━━ Source ━━

The Adventures Of Champion The Wonder Horse (1955 - 1956/Film Chest DVDs)/Bill Elliott Detective Mysteries (1955 - 1957/Allied Artists)/Harry O: The Complete First Season + Complete Second Season (1973 - 1975)/Probe (1972 TV Movie Pilot)/Search: The Complete Series (1972 - 1973/Warner Archive DVD Sets)

Picture: C/C+/C/C+/C+ Sound: C/C+/C+/C+/C Extras: D Main Programs: C+/C/C+/C+/C+

PLEASE NOTE: The Bill Elliott, Harry O, Search DVD sets and Probe TV Movie DVD are only available from Warner Bros. through their Warner Archive series and all can be ordered from the link below.

Next up is a new set of DVDs that cover series, starting in the mid-1950s when B-movie series were being succeeded by TV series and some very interesting gems from the early 1970s worth your time despite their age and interesting flaws...

The Western was hot in the early days of television and while the genre was slowly getting played out, serials in the genre were soon supplanted by TV shows aimed at a young audience. One such series was The Adventures Of Champion The Wonder Horse (1955 - 1956), which was produced by the makers of Death Valley Days and Annie Oakley, an early attempt to land that audience and here lasting a single season of 26 episodes. Film Chest has issued a 23-episode, 3-DVD set of the somewhat formulaic adventures of the title animal and best human friend Ricky (Barry Curtis).

A young Lee Van Cleef shows up in the Crossroad Trail episodes, Western veteran Gregg Palmer shows up in a few shows (playing different characters) as does Frankenstein actor Glenn Strange, James Best (The Dukes Of Hazzard) shows up in the Andrew & The Deadly Double episode and Jim Bannon played the father-figure/uncle.

Each show remains child-friendly, is no heavy-handed and save phony stereotypes of Native Americans, remains watchable nearly 60 years later. If you have children who like westerns and want to be a cowboy, this set is for them.

After a long career in Westerns, actor Bill Elliott was give a chance by newly-formed Allied Artists to launch a series of B-movie crime dramas and five hour-long theatrical films were made between 1955 - 1957. Warner Archive has issued all three in a collection called Bill Elliott Detective Mysteries and right off the bat, they did not known what to do. Dial Red O (1955) has him a Detective Harry Flynn in a odd tale of a man who breaks out of a mental institute (which the script badly handles) when he finds his wife will divorce him. It is an odd beginning and a mixed film that is more a mixed drama than a mystery tale. By Sudden Danger released the same year, his name was Andy Doyle, reconsidering if a sports clothing executive was murdered and not the victim of suicide. Beverly Garland and Lyle Talbot show up in this one, but it is more of a drama again and any suspense is ruined by bad writing.

━━━
━━ Available records ━━

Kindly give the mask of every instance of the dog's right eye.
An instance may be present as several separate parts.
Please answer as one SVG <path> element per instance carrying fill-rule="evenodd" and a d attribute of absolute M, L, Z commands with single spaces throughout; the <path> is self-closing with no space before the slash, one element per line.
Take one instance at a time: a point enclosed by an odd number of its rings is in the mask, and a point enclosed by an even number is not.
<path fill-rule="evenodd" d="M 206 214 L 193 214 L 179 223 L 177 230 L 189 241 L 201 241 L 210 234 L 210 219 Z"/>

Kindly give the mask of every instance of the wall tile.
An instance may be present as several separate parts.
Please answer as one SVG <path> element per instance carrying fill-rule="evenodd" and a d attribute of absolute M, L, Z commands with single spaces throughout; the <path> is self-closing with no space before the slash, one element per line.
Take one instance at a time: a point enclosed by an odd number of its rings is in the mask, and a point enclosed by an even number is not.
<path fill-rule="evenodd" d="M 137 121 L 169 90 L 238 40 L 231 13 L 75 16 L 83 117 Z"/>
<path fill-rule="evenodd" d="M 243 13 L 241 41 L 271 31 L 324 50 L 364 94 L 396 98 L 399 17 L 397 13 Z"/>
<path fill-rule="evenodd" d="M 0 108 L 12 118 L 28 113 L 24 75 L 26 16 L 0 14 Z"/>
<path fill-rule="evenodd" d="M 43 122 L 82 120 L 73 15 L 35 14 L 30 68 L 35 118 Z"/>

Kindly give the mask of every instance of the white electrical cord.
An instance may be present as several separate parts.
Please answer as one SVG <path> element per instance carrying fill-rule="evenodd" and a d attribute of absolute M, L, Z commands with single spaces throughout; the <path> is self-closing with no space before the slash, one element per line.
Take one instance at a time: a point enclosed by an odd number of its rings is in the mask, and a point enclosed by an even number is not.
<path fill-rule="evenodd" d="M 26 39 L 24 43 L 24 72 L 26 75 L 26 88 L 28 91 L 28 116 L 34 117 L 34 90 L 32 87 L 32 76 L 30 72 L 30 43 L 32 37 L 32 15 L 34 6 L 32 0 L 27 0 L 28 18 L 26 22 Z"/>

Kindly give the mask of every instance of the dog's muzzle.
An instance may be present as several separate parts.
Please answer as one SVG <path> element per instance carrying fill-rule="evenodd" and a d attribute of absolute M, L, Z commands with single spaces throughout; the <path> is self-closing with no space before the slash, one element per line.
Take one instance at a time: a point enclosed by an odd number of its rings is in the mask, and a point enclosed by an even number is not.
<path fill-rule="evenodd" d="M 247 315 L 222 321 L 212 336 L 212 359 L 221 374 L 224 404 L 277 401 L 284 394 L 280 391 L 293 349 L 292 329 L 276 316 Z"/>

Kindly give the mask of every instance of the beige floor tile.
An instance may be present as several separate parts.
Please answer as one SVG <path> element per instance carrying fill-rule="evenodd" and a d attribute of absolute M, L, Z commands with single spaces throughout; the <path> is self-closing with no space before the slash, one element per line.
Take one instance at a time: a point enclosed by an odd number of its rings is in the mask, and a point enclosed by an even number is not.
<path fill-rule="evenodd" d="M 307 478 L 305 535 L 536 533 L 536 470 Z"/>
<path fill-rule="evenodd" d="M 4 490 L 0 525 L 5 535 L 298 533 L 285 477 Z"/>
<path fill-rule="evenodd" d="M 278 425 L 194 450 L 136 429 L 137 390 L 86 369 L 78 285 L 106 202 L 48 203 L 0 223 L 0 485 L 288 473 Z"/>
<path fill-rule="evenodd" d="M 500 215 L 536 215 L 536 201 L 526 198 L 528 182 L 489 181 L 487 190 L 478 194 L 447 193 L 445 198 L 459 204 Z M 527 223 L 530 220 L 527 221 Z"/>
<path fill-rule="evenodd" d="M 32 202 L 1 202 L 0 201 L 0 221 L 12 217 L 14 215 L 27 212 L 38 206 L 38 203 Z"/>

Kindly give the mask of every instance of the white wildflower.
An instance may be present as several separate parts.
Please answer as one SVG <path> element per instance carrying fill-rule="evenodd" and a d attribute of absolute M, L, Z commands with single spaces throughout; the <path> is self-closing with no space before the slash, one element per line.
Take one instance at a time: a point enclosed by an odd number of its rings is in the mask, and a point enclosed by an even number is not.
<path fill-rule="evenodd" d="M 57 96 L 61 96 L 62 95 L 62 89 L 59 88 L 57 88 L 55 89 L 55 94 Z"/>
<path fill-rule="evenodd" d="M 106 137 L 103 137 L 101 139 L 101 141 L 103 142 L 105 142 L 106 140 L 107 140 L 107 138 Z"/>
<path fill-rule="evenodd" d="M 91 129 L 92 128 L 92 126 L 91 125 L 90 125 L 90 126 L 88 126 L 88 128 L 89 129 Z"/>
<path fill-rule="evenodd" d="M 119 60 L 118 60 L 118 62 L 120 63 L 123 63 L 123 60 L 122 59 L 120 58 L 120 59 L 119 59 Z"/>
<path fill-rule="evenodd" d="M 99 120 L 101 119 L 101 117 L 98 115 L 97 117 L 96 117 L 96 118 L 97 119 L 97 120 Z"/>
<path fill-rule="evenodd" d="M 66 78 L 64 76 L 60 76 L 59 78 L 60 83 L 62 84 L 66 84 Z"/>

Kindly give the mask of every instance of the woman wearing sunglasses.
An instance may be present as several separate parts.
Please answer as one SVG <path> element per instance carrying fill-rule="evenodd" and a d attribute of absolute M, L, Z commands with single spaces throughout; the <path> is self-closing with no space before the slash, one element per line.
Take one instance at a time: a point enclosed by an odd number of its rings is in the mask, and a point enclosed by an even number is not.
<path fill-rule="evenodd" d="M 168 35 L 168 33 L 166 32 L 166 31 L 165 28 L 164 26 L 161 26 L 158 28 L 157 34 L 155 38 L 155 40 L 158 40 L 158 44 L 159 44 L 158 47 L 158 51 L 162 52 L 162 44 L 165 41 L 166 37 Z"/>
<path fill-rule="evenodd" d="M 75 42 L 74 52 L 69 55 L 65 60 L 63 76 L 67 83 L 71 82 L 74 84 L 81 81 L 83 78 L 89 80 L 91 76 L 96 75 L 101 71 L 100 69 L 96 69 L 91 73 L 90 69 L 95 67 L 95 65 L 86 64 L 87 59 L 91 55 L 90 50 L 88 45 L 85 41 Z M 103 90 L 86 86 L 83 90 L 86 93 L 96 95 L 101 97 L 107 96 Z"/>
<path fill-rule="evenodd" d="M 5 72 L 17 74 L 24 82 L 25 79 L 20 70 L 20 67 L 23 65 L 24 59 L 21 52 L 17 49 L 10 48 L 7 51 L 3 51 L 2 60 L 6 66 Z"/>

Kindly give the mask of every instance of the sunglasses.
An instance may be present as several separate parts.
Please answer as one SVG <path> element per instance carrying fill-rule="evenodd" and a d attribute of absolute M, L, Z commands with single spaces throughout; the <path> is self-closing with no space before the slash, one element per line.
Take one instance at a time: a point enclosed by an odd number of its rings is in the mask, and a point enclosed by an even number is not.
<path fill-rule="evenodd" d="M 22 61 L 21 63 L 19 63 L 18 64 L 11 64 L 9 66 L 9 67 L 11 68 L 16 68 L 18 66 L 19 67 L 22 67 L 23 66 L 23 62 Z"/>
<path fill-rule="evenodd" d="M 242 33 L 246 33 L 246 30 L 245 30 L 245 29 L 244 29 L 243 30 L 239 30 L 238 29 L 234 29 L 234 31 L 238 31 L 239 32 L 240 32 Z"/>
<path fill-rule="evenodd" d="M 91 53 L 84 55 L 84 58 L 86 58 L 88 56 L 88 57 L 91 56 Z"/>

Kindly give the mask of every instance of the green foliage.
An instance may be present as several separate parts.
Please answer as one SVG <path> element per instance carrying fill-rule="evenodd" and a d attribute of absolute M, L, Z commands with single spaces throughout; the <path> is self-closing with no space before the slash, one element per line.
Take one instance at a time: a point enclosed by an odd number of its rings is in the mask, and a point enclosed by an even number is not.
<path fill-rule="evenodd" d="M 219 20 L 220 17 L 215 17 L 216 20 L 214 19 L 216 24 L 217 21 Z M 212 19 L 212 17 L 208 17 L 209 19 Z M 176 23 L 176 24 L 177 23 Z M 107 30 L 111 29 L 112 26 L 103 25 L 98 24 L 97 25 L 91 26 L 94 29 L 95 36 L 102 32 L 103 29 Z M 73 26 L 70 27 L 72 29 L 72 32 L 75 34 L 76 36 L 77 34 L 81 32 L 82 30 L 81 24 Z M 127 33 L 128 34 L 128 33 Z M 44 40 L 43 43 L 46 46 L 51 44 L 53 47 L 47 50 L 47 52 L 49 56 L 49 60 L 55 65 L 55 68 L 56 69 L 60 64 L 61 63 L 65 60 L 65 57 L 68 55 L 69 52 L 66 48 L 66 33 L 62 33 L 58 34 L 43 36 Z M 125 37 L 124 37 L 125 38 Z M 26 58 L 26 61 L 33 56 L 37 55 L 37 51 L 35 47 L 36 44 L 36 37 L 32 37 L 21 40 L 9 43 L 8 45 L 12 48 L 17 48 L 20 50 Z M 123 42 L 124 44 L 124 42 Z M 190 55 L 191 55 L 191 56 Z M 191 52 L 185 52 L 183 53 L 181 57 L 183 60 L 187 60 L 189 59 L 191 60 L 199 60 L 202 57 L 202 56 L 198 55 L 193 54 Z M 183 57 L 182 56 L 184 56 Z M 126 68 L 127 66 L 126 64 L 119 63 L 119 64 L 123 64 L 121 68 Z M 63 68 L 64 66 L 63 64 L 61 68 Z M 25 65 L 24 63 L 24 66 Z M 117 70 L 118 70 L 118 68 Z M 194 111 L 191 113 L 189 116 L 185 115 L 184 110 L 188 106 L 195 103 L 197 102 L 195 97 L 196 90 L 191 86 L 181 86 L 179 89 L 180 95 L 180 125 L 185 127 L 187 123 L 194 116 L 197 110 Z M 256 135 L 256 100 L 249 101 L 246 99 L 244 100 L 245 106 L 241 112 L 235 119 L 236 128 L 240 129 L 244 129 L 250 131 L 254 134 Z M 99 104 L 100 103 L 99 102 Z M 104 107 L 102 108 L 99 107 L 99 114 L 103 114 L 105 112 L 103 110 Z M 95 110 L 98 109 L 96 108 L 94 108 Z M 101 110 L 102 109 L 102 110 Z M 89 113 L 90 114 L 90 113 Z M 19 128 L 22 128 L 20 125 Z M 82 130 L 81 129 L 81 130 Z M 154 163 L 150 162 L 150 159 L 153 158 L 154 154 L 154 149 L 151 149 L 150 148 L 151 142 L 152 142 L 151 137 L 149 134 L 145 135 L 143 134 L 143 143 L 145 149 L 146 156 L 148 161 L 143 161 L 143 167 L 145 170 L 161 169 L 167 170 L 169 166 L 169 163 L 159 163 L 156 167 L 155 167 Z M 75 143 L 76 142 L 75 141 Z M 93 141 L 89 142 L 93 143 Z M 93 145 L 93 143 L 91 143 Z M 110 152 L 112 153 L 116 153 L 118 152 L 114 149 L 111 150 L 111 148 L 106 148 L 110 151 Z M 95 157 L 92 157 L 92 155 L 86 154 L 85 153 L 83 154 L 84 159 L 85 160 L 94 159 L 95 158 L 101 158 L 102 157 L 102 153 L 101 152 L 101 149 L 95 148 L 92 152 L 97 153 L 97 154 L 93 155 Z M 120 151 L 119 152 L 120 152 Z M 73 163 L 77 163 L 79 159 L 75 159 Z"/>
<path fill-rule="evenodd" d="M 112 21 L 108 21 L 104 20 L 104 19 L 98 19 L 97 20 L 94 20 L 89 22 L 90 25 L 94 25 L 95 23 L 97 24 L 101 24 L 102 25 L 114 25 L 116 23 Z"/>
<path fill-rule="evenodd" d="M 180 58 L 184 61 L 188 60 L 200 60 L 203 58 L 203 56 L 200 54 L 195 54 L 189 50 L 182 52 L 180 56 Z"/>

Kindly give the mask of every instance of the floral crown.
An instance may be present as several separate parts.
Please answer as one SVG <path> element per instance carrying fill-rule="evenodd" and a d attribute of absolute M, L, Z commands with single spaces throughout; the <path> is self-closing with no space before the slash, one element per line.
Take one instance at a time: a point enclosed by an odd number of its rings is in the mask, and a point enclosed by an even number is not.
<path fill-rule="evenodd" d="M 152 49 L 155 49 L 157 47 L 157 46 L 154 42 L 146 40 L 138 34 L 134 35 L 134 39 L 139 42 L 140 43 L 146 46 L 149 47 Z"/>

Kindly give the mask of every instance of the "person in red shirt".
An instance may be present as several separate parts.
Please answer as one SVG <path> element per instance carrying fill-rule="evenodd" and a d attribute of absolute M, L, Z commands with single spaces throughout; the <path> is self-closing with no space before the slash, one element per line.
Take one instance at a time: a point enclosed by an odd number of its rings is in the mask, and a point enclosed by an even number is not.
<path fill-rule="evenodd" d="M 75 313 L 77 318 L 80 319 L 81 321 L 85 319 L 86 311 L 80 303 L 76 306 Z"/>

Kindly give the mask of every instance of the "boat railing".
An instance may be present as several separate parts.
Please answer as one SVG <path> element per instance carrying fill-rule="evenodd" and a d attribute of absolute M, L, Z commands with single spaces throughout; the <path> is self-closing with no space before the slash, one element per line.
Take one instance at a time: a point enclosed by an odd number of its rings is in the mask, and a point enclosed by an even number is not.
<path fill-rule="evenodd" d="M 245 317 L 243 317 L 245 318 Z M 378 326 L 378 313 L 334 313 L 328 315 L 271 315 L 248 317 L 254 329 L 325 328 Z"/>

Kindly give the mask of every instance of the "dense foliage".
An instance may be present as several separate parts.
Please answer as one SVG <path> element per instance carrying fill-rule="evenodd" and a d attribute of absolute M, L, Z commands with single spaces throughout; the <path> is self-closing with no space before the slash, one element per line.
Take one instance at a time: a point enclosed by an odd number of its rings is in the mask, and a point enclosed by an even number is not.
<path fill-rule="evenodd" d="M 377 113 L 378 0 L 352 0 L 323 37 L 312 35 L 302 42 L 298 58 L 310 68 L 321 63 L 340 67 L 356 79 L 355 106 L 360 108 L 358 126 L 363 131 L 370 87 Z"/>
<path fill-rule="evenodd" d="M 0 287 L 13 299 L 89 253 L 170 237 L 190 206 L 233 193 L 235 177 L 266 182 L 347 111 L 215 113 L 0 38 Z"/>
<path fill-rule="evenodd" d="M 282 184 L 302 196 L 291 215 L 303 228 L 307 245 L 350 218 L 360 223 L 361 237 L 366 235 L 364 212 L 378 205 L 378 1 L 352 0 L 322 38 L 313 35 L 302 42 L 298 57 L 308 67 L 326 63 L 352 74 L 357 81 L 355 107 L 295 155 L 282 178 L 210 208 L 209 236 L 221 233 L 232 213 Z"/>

━━━

Your tasks ▸
**1)** Reproduce the passage of the DVD review that begins at "The Adventures Of Champion The Wonder Horse (1955 - 1956/Film" and ends after "the link below.".
**2)** Rewrite the lines of the listing from its first line through the line containing "206 214 L 193", replacing "mask" with "region" and leaving all else unchanged; return only those lines.
The listing bears no relation to the DVD review.

The replies ▸
**1)**
The Adventures Of Champion The Wonder Horse (1955 - 1956/Film Chest DVDs)/Bill Elliott Detective Mysteries (1955 - 1957/Allied Artists)/Harry O: The Complete First Season + Complete Second Season (1973 - 1975)/Probe (1972 TV Movie Pilot)/Search: The Complete Series (1972 - 1973/Warner Archive DVD Sets)

Picture: C/C+/C/C+/C+ Sound: C/C+/C+/C+/C Extras: D Main Programs: C+/C/C+/C+/C+

PLEASE NOTE: The Bill Elliott, Harry O, Search DVD sets and Probe TV Movie DVD are only available from Warner Bros. through their Warner Archive series and all can be ordered from the link below.

**2)**
Kindly give the region of every instance of the dog's right eye.
An instance may be present as several separate parts.
Please answer as one SVG <path> element per instance carrying fill-rule="evenodd" and a d attribute of absolute M, L, Z commands with single spaces throughout; the <path> is self-closing with no space before the slash, one element per line.
Take one instance at a time: a point enclosed by an odd number of its rings is in the region, and a point enclosed by an even number is not.
<path fill-rule="evenodd" d="M 206 214 L 193 214 L 179 223 L 177 230 L 189 241 L 201 241 L 210 234 L 210 219 Z"/>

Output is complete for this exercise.